TASK DIRECTIONS
Reproduce each line exactly.

RECORDS SHOWN
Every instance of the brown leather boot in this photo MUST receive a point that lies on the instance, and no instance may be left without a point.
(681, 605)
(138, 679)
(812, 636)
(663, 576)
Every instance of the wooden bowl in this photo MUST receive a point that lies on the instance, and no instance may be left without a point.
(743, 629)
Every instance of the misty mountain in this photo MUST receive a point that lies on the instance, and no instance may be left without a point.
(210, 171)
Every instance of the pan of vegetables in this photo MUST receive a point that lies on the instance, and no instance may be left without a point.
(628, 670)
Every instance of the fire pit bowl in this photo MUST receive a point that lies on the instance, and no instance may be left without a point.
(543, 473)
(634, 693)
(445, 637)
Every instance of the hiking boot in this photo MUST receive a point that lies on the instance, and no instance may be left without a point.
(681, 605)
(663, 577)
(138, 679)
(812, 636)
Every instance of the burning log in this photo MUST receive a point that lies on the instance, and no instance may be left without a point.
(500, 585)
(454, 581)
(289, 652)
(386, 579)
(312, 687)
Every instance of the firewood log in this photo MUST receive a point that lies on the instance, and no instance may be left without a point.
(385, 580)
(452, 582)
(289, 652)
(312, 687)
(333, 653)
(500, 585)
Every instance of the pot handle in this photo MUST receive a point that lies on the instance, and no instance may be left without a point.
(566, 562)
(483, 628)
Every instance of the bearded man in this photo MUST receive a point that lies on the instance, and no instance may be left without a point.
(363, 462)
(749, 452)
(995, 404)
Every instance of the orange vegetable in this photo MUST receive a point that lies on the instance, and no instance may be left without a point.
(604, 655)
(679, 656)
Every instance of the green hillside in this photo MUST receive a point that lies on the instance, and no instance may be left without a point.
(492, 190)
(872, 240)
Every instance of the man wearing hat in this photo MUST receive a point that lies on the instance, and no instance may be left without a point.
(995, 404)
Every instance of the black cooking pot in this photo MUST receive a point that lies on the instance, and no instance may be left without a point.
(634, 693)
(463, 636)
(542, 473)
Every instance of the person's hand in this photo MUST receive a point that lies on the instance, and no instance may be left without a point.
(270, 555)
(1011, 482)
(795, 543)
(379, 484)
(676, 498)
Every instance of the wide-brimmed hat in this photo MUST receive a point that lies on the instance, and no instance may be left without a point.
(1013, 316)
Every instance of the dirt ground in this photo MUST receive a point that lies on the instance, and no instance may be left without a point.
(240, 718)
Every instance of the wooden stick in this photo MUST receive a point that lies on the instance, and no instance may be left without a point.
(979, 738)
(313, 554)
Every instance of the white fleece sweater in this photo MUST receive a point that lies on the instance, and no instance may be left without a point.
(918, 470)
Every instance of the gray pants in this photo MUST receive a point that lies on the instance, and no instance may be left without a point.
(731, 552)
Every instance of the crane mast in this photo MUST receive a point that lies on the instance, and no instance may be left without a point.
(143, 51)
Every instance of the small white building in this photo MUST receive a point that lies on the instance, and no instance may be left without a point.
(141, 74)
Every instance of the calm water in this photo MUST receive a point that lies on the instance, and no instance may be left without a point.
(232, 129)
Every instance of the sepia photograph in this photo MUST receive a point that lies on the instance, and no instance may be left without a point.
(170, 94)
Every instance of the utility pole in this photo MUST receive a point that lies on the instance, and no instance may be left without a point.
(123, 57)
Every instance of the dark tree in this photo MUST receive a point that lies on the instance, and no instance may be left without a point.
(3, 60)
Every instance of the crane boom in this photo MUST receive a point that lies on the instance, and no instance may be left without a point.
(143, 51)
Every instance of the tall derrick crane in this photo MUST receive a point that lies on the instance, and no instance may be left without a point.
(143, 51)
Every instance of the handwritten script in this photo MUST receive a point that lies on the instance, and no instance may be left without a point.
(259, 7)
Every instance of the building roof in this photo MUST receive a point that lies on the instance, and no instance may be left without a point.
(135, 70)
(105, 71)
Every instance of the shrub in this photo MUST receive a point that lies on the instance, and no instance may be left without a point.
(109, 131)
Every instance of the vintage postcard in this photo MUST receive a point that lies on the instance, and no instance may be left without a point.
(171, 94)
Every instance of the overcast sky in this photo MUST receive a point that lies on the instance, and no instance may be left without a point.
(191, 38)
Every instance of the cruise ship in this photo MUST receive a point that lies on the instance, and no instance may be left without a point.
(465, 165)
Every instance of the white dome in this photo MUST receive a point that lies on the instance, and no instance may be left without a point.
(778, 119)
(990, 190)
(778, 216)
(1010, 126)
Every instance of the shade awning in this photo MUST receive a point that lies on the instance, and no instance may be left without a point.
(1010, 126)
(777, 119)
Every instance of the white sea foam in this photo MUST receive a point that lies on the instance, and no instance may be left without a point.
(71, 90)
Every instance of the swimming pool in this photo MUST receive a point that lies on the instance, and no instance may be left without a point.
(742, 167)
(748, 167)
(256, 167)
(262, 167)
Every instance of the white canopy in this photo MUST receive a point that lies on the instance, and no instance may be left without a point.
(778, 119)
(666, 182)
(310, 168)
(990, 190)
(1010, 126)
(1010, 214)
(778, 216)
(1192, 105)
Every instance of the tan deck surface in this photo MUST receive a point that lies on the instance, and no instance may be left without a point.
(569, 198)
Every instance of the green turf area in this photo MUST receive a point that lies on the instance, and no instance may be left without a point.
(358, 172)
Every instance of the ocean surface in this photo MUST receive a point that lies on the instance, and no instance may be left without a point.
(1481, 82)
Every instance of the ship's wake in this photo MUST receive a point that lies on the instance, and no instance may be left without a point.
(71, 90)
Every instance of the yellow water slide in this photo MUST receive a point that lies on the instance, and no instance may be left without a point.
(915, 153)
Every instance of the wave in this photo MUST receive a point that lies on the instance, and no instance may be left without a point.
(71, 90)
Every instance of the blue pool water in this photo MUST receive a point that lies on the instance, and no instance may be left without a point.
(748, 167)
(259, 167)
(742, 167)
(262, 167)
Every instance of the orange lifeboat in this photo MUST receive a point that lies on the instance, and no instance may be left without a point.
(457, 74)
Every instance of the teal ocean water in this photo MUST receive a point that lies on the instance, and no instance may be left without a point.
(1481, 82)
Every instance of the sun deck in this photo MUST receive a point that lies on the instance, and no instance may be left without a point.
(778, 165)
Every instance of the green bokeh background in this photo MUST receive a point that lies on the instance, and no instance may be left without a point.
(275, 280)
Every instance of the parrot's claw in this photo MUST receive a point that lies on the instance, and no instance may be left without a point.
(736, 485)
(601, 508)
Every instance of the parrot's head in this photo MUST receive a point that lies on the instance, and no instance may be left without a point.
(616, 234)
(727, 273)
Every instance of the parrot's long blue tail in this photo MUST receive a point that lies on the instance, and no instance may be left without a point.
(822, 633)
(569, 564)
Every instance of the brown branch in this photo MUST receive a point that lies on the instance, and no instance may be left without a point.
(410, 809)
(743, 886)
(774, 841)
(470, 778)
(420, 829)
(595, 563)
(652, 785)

ANSWER TO THIS PROBLEM
Every instance of the brown leather boot in this photo MUST receive a point that lies on the instance, and no instance may be left without a point.
(681, 605)
(138, 679)
(812, 636)
(663, 576)
Every instance of the wooden bowl in this photo MUST receive a point that lies on the instance, and no instance may be left without a point.
(743, 629)
Every instance of the misty mountain in this photo MUST receive a point that lies on the instance, and no instance may be left without a point.
(210, 171)
Every instance of the pan of vegetables in this photo MUST receive a point that lies on the instance, and no instance may be left without a point.
(628, 670)
Every instance of the fire pit bowl in this photo MUST receive a point that lies on the instance, and no instance may be left without a point.
(543, 473)
(634, 693)
(445, 637)
Every instance of the hiking boot in this photo MUST receive a point that lies on the instance, and no instance may be left without a point.
(681, 605)
(663, 577)
(138, 679)
(812, 636)
Every instance of the burning log in this photo MUST receive a point that lies on the instance, and no instance may be left without a point.
(500, 585)
(454, 581)
(289, 652)
(386, 579)
(312, 687)
Every instance of the firewood log in this photo MUST receive a point that lies on the instance, and no instance may be left without a point.
(385, 580)
(452, 582)
(289, 652)
(312, 687)
(333, 653)
(500, 585)
Every instance of the pot handle in this photo MUST receive a point that lies on the instance, and no instance may be left without a point.
(566, 562)
(483, 628)
Every instance of the bearded man in this photo MUST receive a point that lies on the instance, and no instance may be left without a point.
(363, 462)
(749, 452)
(995, 404)
Every instance of the orange vegetable in this photo MUST receive a point that lies on the instance, and no instance may be left without a point.
(604, 655)
(679, 656)
Every instance of the green hillside in this photo MUST receive a point that lies on the instance, and no instance may be left without a point.
(492, 190)
(872, 240)
Every instance of the man wearing hat in this photo MUST receive a point that lies on the instance, and no instance may be left without a point.
(995, 404)
Every instance of the black cooking pot in this photo MUST receive a point that lies on the instance, and no instance may be left without a point.
(634, 693)
(463, 636)
(542, 473)
Every instance of the person's hand in this photo MUST receive a point that lies on the instance, and no instance may be left without a point.
(270, 555)
(1011, 482)
(795, 543)
(379, 484)
(676, 498)
Every instance of the wide-brimmed hat in this photo MUST receive a point that lies on the instance, and no instance may be left without a point.
(1013, 316)
Every instance of the dirt ground in this photo MUST receive a point that lies on the instance, and no instance may be left without a point.
(240, 718)
Every instance of the wooden stick in this photo MUST receive a point that lies on the instance, and no instance may be left without a point.
(979, 738)
(313, 554)
Every instance of the white fleece sweater in this photo MUST receive a point that lies on the instance, and no instance may be left without a point.
(918, 470)
Every instance of the gray pants in this photo MUST receive a point that lies on the instance, and no instance may be left without a point.
(731, 552)
Every instance of the crane mast in this photo MUST receive a point that lies on the instance, and no instance may be left without a point.
(143, 51)
Every instance of the small white building in this photo MUST receive a point that lies on the instance, and no instance may be left without a point.
(141, 74)
Every instance of the calm water in this photo MUST receive a point that lies on the instance, and no instance may be left without a point.
(232, 129)
Every instance of the sepia photograph in this photo MUST receive a point that lies on the instance, and no instance may be left without a point.
(170, 94)
Every instance of the utility pole in this photo MUST receive a point that lies on the instance, and no instance may be left without a point.
(123, 57)
Every instance of the dark tree in this photo MUST receive a point that lies on the instance, and no instance may be left without a point.
(3, 60)
Every instance of the crane boom in this photo MUST receive a point that lies on the instance, and no instance may be left without a point.
(143, 51)
Every instance of the tall derrick crane in this photo MUST receive a point that lies on the instance, and no instance may be left without a point.
(143, 51)
Every instance of the handwritten script in this photo MUST receive a point that lies on the instance, and no instance may be left without a point.
(259, 7)
Every instance of the building roof in this photo MUST receive a point that lies on the instance, and no instance may be left without a point.
(135, 70)
(105, 71)
Every instance of the shrub in this photo MUST receive a point that lies on the instance, and no instance may be left without a point.
(109, 131)
Every instance of the vintage postcard in this photo MUST receive a point that lies on the instance, and no instance may be left without a point.
(171, 94)
Every instance of the overcast sky in this photo MUST receive a point that lies on the instance, and no instance may be left without a point.
(191, 38)
Every instance of the cruise ship in this photo MUST receive a point that lies on the instance, and no instance may be left without a point.
(465, 165)
Every instance of the white dome in this photo MUST receive a point that lies on the instance, and no instance may be left without a point.
(778, 119)
(990, 190)
(778, 216)
(1010, 126)
Every instance of the shade awning in this photo MUST receive a point that lies on the instance, and no instance may be left without a point.
(1010, 126)
(777, 119)
Every instance of the white sea foam in this photo MUST receive a point that lies on the instance, and no instance may be left without a point.
(71, 90)
Every instance of the swimming pool in this photo MUST receive a point that lies on the instance, and no instance may be left without a point.
(742, 167)
(748, 167)
(256, 167)
(262, 167)
Every instance of the white canopy in this photo MUST receive a point that lies on the instance, and no instance may be left without a point.
(778, 119)
(666, 182)
(310, 168)
(990, 190)
(1010, 126)
(1010, 214)
(778, 216)
(1192, 105)
Every instance of the tan deck surface in this photo MUST receive a point that lies on the instance, and no instance may be left without a point.
(569, 198)
Every instance of the green turf area in this photo MUST receive a point that lies on the instance, and no instance may be left without a point.
(358, 172)
Every instance of the ocean surface in this photo MUST receive a point that lies on the instance, and no instance may be left without a point.
(1481, 82)
Every instance of the ship's wake in this photo MUST receive a point that lies on the instance, and no instance may be left without a point.
(71, 90)
Every instance of the yellow water slide in this photo MUST receive a point that lies on the instance, and no instance may be left without a point.
(915, 153)
Every instance of the wave in this photo MUST receive a point that lies on the instance, and no instance may be left without a point.
(71, 90)
Every instance of the blue pool water in this photo MUST receive a point that lies on the instance, and no instance may be left without a point.
(748, 167)
(259, 167)
(742, 167)
(262, 167)
Every instance of the orange lifeboat in this photo MUST receive a point that lies on the instance, and no instance may be left without a point.
(457, 74)
Every instance of the teal ocean water in this photo MUST receive a point that lies on the instance, and no instance may be left without a point.
(1481, 82)
Every instance of the sun deck in this photo MUST receive a point that lies on the instance, and no instance may be left without a point.
(778, 165)
Every instance of the green bokeh background in this photo MUST receive a point that lies on the instance, and no instance may be left without a point.
(275, 280)
Every instance of the parrot's claw in this photo MUST receive a point that lies on the instance, and no instance may be left without a point.
(736, 485)
(601, 508)
Every instance of the parrot's head in this photo MUST receive a point that lies on the instance, and no instance may be left without a point.
(616, 234)
(727, 273)
Every instance of the parrot's long blue tail in this photo MUST receive a point that lies on the instance, and no instance may be left without a point.
(822, 633)
(569, 564)
Every instance of the brown branch in this photo MUST receive a point that lies on the instance, and no instance may be left without a point.
(410, 809)
(743, 886)
(774, 841)
(470, 778)
(420, 829)
(595, 563)
(652, 785)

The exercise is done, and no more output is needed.